[Stored items]
※ ※ ※

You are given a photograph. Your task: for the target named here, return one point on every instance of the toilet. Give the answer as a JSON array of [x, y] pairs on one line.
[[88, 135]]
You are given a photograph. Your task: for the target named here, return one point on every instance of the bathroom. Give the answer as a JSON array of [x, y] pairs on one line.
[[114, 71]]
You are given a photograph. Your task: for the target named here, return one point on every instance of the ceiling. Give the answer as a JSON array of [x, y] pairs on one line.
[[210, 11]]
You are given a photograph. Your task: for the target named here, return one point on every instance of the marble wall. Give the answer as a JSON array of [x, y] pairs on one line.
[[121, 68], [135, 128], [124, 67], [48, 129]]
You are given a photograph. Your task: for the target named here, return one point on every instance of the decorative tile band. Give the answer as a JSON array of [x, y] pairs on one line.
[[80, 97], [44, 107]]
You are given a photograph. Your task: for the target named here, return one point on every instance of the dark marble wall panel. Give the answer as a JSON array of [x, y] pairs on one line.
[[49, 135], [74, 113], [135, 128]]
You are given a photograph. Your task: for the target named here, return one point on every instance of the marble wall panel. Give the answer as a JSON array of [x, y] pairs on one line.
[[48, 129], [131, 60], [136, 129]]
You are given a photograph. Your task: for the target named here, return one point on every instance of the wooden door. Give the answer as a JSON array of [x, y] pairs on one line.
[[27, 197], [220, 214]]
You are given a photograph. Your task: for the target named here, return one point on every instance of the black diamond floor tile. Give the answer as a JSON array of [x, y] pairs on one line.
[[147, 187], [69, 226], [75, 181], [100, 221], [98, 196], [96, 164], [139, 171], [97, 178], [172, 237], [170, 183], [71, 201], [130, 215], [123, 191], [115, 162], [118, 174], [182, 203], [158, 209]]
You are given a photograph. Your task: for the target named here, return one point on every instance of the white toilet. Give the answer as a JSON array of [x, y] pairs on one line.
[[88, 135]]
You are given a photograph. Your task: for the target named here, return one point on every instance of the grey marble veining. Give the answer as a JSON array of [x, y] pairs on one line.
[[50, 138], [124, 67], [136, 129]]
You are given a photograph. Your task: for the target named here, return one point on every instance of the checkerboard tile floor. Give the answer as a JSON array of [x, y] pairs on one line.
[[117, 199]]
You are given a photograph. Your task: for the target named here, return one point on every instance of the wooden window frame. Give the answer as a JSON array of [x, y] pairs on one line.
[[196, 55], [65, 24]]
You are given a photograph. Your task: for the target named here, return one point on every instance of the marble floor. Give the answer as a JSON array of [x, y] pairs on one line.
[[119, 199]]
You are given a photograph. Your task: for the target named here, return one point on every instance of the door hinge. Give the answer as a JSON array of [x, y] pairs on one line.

※ ※ ※

YOUR TASK:
Return the entries in full. Do not alter them.

TASK ANSWER:
You are given a photograph. Your task: for the target named here, return one point on every instance of the toilet. Give the answer as a JSON array of [x, y] pairs on one line.
[[88, 135]]
You are given a photograph. Your task: for the target named here, return one point on every instance of the bathroom. Give the answer as a JSON array of [x, y] pairs on one line.
[[114, 71]]
You are given a photograph. Your task: for the target named here, return one point on every instance of the ceiling. Give the answer as a JSON array of [x, y] pairs on one line.
[[210, 11]]
You are given a photograph. Your task: for the target named here, return one point on every instance of the marble wall. Give the answer as a JSON array of [x, y] pairs on one line.
[[121, 68], [135, 128], [124, 67], [48, 129]]
You are given a photograph. Your task: for the target named here, return one point on every instance of the decorative tile band. Give the answer as a JSON array of [x, y] pairs on one line.
[[80, 97], [44, 107]]
You are given a photograph. Your task: for the target named here, return one point on every instance of the dark marble wall panel. Give the answer as a JSON array of [x, y] pairs on one line.
[[49, 135], [74, 113], [135, 128]]
You are given a photograph. Your task: for the target named here, return one point on every instance of the marble wall panel. Give the answer as a JSON array of [x, y] pairs on one line.
[[48, 129], [131, 60], [136, 129]]
You are given a photograph. Your task: for the target named here, return one point on every instance of the wooden door. Give the answer as a JSON array of [x, y] pairs on one line.
[[27, 197], [220, 214]]
You are given a photograph. Your task: for the target named here, return one point on every instance of the black diamond floor tile. Give the answer as a JSON array of [x, y] pairs on one line.
[[147, 187], [69, 226], [75, 181], [100, 221], [98, 196], [96, 164], [139, 171], [97, 178], [172, 237], [170, 183], [71, 201], [130, 215], [123, 191], [115, 162], [118, 174], [182, 203], [158, 209]]
You are given a photograph. Your task: for the target named here, return one point on every instance of the white toilet. Give the answer as a JSON array of [x, y] pairs on one line.
[[88, 135]]
You are given a photograph. Your task: for the target named here, return one point on every instance of the grey marble veining. Give the answer as a JSON array of [x, y] pairs on one line.
[[50, 138], [124, 67], [136, 129]]
You are given a photograph. Your task: for the target named here, return one point on every instance of the checkerboard tile floor. Give the answer as a JSON array of [x, y] pairs on one line.
[[117, 199]]
You are given a photograph. Your task: for the target named here, return one point on every instance of the wooden window frame. Give the answer as a JSON array of [x, y] pairs on one line.
[[196, 55], [65, 24]]
You are given a photograph. Your task: for the target named here, return one point on every instance of the marble floor. Give the answer as a JSON array of [x, y] pairs on one line.
[[119, 199]]
You are given a photograph. Your task: for the target named here, return one point on every instance of the door hinge. Give the answer as a JSON array of [x, y] pairs on one line.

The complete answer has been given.